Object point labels
==*==
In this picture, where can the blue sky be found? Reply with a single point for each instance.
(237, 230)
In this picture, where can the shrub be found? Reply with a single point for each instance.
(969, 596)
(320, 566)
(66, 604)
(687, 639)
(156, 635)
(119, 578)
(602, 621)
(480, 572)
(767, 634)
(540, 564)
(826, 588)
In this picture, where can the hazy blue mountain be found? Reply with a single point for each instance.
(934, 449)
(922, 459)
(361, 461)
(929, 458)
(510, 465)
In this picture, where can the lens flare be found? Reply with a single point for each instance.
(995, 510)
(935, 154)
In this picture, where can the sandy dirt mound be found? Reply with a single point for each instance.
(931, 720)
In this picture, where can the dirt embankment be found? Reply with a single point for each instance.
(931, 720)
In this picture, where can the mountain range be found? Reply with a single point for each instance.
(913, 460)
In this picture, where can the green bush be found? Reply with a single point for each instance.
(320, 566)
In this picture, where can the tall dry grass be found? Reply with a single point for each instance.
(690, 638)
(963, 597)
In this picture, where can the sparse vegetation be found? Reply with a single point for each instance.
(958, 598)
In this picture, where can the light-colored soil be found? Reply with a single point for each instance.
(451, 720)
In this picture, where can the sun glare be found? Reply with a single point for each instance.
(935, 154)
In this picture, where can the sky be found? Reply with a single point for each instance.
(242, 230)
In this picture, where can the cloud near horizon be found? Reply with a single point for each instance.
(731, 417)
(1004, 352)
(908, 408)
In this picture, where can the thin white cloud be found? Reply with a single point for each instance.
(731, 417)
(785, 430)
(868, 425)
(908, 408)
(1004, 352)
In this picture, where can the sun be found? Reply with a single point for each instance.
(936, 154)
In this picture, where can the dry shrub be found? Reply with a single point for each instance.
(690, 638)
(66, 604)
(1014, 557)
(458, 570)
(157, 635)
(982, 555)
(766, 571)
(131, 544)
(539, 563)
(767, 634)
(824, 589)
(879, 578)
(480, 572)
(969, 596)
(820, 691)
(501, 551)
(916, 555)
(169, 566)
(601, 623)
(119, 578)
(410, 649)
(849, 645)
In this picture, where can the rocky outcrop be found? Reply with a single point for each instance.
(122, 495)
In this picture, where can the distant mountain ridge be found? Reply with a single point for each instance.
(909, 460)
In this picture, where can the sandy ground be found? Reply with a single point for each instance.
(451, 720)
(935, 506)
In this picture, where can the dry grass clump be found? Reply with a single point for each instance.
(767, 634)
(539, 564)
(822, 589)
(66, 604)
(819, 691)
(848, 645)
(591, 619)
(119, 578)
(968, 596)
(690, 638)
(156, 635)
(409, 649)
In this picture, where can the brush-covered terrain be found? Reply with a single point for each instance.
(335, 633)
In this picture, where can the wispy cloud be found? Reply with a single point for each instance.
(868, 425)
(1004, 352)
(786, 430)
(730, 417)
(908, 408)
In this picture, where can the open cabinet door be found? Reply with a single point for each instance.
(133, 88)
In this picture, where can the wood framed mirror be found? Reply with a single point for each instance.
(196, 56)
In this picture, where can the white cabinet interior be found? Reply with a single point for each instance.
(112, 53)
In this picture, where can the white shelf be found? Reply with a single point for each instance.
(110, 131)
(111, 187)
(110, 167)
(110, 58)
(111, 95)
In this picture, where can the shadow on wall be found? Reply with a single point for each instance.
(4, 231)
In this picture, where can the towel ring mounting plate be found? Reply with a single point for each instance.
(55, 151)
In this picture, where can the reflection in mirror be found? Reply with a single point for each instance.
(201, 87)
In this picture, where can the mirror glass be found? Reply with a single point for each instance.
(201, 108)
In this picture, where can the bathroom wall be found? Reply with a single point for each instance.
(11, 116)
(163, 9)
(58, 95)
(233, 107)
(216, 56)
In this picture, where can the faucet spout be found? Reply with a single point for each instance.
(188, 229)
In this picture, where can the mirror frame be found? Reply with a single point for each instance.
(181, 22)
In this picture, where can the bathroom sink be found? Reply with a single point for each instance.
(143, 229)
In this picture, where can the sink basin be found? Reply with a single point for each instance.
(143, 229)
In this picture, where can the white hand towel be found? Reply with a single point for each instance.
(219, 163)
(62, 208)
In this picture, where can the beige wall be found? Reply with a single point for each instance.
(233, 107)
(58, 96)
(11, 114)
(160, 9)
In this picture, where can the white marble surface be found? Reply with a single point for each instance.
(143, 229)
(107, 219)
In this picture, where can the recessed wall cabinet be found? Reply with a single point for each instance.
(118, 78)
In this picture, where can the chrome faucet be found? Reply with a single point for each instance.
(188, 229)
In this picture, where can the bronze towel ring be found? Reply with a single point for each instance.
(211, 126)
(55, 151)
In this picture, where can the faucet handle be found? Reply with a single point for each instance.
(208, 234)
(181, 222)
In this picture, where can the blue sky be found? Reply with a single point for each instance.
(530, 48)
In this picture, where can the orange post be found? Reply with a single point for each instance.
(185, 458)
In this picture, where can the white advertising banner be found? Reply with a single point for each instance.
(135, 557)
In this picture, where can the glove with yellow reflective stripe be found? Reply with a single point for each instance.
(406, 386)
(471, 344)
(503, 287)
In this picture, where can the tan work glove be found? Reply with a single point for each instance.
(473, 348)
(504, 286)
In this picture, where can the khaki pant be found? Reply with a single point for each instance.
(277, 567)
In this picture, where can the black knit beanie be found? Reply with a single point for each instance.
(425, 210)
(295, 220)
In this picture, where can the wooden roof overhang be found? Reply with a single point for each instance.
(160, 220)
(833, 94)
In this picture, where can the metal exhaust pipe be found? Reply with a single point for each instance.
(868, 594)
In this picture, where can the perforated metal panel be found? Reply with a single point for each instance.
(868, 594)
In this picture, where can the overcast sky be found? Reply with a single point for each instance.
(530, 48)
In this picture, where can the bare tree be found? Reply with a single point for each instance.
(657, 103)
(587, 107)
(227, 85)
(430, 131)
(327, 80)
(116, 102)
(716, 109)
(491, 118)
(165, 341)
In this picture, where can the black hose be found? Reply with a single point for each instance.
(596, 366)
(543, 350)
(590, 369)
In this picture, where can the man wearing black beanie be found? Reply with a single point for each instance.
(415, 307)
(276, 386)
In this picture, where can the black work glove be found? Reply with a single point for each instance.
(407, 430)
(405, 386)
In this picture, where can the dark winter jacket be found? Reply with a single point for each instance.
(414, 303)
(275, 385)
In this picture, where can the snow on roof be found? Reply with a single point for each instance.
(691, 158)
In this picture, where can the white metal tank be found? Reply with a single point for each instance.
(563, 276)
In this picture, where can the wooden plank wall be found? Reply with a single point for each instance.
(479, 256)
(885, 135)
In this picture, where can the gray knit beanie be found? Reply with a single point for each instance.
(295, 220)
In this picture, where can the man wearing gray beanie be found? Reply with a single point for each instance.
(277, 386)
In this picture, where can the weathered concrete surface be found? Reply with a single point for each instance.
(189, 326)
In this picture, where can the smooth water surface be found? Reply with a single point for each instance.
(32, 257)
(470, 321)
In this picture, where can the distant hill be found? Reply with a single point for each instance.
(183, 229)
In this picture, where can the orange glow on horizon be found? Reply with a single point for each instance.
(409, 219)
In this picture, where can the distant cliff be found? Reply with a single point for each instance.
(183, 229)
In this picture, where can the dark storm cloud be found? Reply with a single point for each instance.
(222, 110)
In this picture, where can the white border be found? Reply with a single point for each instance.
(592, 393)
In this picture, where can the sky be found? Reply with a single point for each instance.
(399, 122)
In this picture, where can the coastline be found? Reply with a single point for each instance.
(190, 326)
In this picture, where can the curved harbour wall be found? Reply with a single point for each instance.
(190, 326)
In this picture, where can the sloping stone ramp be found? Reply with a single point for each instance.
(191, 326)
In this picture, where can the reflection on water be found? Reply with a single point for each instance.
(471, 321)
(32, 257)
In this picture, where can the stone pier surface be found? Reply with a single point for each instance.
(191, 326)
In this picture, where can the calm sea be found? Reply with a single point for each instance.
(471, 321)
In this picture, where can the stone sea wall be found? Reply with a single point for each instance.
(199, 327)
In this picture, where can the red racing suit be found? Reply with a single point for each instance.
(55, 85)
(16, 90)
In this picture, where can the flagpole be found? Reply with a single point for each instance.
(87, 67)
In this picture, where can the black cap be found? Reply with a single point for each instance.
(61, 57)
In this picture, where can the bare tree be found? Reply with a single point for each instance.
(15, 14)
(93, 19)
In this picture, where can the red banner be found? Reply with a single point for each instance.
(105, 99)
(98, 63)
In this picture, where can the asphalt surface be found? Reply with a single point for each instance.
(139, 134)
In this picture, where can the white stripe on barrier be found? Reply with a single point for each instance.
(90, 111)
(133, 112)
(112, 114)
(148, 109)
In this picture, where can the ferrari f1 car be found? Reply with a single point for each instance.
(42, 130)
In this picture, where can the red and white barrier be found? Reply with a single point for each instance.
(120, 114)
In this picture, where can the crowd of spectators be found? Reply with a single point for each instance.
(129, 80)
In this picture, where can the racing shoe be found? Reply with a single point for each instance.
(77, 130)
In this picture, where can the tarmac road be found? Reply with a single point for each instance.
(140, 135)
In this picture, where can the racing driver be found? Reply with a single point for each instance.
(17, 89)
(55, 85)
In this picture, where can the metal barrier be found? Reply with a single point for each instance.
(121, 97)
==*==
### GOAL
Every line from the one containing "In this picture, where can the red banner" through the last line must be copied exactly; leave out the rest.

### SOLUTION
In this picture, where can the red banner be found? Reply with a single point for each instance.
(105, 99)
(98, 63)
In this picture, where can the asphalt surface be found? Reply with a single point for each instance.
(139, 134)
In this picture, where can the white stripe on barrier be found? Reply with a single point for each instance.
(90, 111)
(133, 112)
(112, 114)
(148, 109)
In this picture, where can the ferrari f1 car be found? Reply with a single point for each instance.
(42, 130)
In this picture, where can the red and white barrier be found? Reply with a single point for each instance.
(120, 114)
In this picture, where can the crowd of spectators be found? Reply with a single point for each instance.
(129, 80)
In this picture, where can the racing shoe be found? Reply with a single point for each instance.
(77, 130)
In this picture, where can the tarmac road be found? Reply with a single point for each instance.
(140, 135)
In this picture, where can the racing driver be found? Reply with a single point for each instance.
(17, 89)
(55, 85)
In this picture, where can the metal barrier be found? Reply with a single point for each instance.
(121, 97)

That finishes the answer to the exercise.